----- Reading text -----

Carter, Jimmy

Carter, Jimmy (James Earl Carter, Jr.), 1924–, 39th President of the United States (1977–81), b. Plains, Ga, grad. Annapolis, 1946.

Carter served in the navy, where he worked with Admiral Hyman G. Rickover in developing the nuclear submarine program. Resigning his commission (1953) after his father's death, he ran his family's peanut farm, which he built into a prosperous business. In 1962 he was elected as a Democrat to the first of two terms in the Georgia Senate. He ran unsuccessfully for governor in 1966, then succeeded in 1970, replacing Lester Maddox. As governor (1971–75), Carter proclaimed that the time had come to end racial discrimination and formed alliances with such civil-rights leaders as Andrew Young. This focus on social justice, informed in part by his religious beliefs, remained a significant part of his subsequent political and postpolitical career.

Although little known outside Georgia, Carter announced that he would run for president at the end of his gubernatorial term, and through sustained and diligent campaigning won the 1976 Democratic presidential nomination. With Minnesota Senator Walter F. Mondale as his running mate, Carter defeated incumbent President Gerald R. Ford. Carter substantially increased the responsibilities of the vice president during his administration, helping to establish modern vice presidency, which historically had been an often marginal office. But Carter never established good relations with Congress and, with Republican successes in the 1978 midterm elections, his difficulties increased.

-----

Request 1: Reproduce the records from their first line through the line containing "pixel 468 262", including both of those lines.
The biographical entry on Jimmy Carter and the records after it are unrelated material.

----- Rows -----

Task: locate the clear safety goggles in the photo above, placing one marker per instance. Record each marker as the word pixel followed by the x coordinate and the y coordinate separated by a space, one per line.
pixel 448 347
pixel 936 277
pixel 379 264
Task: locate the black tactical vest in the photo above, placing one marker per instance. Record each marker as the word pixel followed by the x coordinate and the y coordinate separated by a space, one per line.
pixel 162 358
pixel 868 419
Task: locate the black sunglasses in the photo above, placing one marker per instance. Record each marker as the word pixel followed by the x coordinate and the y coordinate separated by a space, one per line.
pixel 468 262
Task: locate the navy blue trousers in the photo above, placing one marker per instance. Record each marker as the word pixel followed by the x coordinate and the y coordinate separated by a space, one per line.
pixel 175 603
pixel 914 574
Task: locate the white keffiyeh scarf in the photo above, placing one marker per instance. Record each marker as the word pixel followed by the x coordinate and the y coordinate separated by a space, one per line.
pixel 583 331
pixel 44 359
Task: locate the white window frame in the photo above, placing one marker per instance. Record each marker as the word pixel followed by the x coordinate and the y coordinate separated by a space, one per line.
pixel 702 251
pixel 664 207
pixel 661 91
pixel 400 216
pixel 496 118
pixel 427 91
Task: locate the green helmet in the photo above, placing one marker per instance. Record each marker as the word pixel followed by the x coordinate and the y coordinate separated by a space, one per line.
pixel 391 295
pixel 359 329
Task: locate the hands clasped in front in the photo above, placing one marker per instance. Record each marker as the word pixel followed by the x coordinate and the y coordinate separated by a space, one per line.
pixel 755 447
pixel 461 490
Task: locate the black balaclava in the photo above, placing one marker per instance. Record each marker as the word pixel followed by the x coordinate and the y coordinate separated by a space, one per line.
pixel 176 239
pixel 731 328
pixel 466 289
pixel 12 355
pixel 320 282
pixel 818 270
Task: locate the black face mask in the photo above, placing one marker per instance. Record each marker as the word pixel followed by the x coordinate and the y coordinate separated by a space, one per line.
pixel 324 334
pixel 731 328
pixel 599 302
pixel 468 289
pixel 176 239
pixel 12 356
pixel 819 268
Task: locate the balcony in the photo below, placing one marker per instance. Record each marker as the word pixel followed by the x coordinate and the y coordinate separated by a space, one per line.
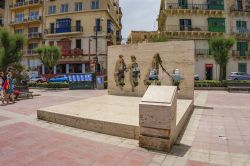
pixel 241 33
pixel 34 35
pixel 240 11
pixel 189 32
pixel 237 55
pixel 28 3
pixel 73 30
pixel 31 52
pixel 27 20
pixel 200 9
pixel 71 52
pixel 99 29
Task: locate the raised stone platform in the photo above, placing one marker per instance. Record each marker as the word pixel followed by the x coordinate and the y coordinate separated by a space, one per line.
pixel 113 115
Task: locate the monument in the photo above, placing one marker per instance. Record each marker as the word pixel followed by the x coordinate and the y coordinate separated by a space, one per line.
pixel 150 95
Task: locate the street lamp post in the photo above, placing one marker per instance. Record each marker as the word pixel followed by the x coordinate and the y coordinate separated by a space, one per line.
pixel 89 54
pixel 96 46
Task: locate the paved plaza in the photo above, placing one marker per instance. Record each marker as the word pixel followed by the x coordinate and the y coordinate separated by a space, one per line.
pixel 218 133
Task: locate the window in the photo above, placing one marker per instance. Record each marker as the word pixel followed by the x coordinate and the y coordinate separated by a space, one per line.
pixel 52 9
pixel 51 43
pixel 78 26
pixel 79 43
pixel 19 17
pixel 242 67
pixel 215 4
pixel 33 30
pixel 110 27
pixel 95 4
pixel 52 28
pixel 185 24
pixel 242 48
pixel 241 26
pixel 32 46
pixel 19 31
pixel 63 25
pixel 64 8
pixel 78 6
pixel 34 15
pixel 216 24
pixel 98 25
pixel 183 4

-----

Request 2: Transcribe the part of the entry on Jimmy Carter that opens with the words "Although little known" and closes with "his difficulties increased.".

Expected output 1:
Task: locate the clear safety goggles in the photo above, placing one marker per instance. Record each marker as the word pixel followed by the x coordinate and the y coordinate separated by a space, one per line.
pixel 448 347
pixel 936 277
pixel 379 264
Task: locate the black tactical vest in the photo above, placing one marker per instance. Record each marker as the word pixel followed by the x coordinate and the y coordinate separated by a space, one per line.
pixel 162 358
pixel 868 419
Task: locate the black sunglasses in the photo above, placing one marker per instance. Record each marker as the word pixel followed by the x coordinate and the y coordinate separated by a space, one per line.
pixel 468 262

Expected output 2:
Although little known outside Georgia, Carter announced that he would run for president at the end of his gubernatorial term, and through sustained and diligent campaigning won the 1976 Democratic presidential nomination. With Minnesota Senator Walter F. Mondale as his running mate, Carter defeated incumbent President Gerald R. Ford. Carter substantially increased the responsibilities of the vice president during his administration, helping to establish modern vice presidency, which historically had been an often marginal office. But Carter never established good relations with Congress and, with Republican successes in the 1978 midterm elections, his difficulties increased.